Start Entries provided

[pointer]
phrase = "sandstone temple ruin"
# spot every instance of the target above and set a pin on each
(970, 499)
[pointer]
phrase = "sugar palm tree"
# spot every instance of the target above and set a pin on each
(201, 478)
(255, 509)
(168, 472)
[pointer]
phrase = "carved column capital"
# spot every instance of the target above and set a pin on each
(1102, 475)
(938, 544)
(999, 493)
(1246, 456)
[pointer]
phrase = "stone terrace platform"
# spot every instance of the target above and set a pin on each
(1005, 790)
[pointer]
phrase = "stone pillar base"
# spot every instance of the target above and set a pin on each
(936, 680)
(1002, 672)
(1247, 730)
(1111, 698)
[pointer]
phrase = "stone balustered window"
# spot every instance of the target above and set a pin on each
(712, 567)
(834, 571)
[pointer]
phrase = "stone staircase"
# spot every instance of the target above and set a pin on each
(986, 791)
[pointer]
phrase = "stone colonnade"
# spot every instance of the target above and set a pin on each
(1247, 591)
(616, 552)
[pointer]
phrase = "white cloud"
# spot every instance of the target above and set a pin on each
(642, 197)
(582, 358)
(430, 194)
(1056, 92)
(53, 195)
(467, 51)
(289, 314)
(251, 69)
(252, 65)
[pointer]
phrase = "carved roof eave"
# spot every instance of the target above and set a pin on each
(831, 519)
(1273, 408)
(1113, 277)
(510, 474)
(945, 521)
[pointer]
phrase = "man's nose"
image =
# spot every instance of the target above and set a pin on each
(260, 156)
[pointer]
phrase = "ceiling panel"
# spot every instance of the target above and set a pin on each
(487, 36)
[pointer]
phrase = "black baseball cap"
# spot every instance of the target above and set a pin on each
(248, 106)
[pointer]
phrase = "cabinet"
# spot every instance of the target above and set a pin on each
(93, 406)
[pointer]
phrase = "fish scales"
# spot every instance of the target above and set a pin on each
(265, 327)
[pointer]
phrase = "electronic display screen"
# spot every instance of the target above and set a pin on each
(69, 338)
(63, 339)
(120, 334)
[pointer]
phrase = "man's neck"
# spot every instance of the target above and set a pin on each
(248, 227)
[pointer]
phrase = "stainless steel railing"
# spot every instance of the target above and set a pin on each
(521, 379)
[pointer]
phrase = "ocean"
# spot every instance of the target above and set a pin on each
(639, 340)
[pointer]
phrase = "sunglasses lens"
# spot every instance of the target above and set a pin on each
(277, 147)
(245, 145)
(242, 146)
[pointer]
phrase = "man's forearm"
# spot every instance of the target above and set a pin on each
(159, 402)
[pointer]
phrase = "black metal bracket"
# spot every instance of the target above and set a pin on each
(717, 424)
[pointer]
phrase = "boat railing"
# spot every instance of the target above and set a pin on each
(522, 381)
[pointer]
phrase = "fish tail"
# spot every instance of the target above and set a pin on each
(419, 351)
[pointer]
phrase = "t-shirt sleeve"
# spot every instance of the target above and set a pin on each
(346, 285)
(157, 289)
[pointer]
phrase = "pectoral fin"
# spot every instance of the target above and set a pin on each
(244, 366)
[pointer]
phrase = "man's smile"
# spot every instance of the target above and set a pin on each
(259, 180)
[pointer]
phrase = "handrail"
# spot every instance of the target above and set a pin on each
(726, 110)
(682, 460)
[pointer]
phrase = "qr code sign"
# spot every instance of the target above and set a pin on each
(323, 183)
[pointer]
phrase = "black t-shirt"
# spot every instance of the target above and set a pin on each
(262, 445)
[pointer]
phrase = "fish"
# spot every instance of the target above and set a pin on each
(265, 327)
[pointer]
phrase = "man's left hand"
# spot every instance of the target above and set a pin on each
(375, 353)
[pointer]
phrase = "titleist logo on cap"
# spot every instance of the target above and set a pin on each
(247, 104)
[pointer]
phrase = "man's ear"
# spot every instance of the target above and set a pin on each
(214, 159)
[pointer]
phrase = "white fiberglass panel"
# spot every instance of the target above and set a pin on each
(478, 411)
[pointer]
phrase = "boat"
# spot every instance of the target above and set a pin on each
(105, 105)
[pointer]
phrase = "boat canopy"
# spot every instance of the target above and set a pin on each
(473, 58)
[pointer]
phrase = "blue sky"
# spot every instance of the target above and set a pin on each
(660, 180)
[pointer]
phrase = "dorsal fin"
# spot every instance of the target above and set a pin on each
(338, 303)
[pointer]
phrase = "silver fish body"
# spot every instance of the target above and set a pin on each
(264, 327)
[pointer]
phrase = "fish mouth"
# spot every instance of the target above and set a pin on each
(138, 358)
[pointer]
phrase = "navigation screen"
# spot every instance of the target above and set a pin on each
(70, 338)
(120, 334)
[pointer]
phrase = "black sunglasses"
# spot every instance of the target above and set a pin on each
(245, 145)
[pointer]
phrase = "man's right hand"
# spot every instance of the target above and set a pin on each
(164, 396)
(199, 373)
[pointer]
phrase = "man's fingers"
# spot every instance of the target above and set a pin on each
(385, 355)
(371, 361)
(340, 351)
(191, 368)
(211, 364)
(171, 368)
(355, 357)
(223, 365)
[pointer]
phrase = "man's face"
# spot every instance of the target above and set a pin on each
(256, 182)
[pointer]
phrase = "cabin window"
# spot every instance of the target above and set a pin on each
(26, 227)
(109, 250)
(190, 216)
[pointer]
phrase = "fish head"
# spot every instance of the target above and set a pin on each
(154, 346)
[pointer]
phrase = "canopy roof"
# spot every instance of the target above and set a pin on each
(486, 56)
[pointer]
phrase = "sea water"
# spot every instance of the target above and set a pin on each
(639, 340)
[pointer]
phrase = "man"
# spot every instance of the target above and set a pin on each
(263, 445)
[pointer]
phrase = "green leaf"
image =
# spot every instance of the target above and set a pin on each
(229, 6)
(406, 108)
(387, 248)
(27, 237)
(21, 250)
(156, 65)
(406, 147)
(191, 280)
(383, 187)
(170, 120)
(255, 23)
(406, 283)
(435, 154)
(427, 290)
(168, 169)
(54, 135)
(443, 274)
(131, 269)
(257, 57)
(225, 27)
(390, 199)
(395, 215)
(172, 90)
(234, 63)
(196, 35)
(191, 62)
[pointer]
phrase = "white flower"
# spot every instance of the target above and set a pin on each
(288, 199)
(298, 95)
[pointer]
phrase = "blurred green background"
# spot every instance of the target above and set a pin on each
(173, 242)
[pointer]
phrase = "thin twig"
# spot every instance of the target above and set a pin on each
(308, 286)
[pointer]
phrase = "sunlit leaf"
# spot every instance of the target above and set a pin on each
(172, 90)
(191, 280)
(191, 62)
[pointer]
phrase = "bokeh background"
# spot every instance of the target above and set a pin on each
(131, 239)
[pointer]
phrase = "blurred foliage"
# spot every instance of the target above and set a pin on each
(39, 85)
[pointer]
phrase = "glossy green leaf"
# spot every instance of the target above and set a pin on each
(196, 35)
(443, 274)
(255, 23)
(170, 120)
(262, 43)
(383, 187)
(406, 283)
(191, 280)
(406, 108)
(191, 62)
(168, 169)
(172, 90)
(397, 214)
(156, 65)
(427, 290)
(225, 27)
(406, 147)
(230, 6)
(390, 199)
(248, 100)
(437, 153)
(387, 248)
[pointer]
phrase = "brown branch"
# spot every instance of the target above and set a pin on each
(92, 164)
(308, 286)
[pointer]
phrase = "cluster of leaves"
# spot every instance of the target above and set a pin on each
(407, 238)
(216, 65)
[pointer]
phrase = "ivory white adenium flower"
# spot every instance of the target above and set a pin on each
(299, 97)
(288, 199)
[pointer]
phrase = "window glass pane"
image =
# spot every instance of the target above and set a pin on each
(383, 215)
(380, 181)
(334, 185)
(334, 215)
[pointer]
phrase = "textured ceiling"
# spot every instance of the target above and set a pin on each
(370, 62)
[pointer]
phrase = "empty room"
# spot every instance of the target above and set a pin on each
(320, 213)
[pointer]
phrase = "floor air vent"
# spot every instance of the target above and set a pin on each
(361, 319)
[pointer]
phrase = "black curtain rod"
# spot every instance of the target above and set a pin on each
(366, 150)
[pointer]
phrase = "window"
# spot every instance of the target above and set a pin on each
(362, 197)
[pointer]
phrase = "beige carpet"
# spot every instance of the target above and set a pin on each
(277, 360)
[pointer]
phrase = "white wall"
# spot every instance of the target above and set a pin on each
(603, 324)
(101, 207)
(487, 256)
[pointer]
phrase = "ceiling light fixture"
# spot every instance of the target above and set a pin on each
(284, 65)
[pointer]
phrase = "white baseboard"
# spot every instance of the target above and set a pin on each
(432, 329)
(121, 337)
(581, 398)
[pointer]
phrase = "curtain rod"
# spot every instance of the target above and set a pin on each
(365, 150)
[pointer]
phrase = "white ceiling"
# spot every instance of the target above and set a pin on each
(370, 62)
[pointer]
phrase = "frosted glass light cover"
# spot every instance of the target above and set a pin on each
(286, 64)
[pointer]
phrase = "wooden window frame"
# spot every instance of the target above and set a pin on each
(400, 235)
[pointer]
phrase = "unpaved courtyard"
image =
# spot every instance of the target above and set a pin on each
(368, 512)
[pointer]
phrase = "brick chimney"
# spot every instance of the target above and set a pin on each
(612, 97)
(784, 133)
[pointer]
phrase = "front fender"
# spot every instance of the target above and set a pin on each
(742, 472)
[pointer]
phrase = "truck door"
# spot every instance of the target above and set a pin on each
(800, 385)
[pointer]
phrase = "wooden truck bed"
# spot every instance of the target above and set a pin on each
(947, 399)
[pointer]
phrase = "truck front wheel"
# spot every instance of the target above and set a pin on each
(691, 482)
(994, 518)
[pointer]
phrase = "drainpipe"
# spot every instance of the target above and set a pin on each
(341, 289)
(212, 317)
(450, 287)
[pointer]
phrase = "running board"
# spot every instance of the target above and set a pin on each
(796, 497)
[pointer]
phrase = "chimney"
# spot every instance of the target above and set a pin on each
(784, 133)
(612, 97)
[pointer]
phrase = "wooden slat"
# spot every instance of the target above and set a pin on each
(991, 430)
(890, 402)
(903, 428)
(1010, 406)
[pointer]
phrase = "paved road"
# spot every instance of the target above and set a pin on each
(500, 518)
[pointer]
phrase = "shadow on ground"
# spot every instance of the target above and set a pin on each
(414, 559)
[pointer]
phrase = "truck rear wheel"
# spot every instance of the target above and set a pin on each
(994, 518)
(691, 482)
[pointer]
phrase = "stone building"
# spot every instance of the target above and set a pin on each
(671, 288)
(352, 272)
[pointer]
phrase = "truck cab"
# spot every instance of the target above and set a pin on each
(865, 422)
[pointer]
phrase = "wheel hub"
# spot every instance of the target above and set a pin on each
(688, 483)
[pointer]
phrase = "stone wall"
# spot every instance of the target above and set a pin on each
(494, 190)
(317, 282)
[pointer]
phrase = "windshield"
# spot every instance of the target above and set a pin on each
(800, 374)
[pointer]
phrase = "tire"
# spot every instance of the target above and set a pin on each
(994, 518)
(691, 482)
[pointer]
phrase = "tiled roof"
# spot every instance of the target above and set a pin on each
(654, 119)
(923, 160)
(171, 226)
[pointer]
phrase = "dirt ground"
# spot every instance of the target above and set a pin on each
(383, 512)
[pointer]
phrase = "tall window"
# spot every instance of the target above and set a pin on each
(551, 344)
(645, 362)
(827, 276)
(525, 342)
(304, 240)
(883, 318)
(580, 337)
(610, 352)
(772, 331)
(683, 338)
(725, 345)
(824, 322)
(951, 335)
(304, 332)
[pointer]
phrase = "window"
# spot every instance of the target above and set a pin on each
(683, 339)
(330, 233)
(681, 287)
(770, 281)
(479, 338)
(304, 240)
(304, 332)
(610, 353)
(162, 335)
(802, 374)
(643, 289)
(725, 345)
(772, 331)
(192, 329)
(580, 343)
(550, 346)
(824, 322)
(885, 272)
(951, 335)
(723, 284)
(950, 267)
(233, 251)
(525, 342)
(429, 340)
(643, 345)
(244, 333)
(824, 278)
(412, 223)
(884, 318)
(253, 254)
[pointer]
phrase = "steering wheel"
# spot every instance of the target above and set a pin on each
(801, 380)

End Entries provided

**Task prompt**
Could you copy the data above word for word, from its first line through the line containing "(1246, 456)"?

**Correct result**
[pointer]
phrase = "sandstone temple ruin"
# spot every instance of the target above and set a pin on each
(970, 499)
[pointer]
phrase = "sugar palm tree"
# spot every instance of the target above and set a pin on each
(201, 478)
(255, 509)
(168, 472)
[pointer]
phrase = "carved column capital"
# spot every instance of the target above and set a pin on each
(1102, 475)
(938, 544)
(999, 493)
(1246, 456)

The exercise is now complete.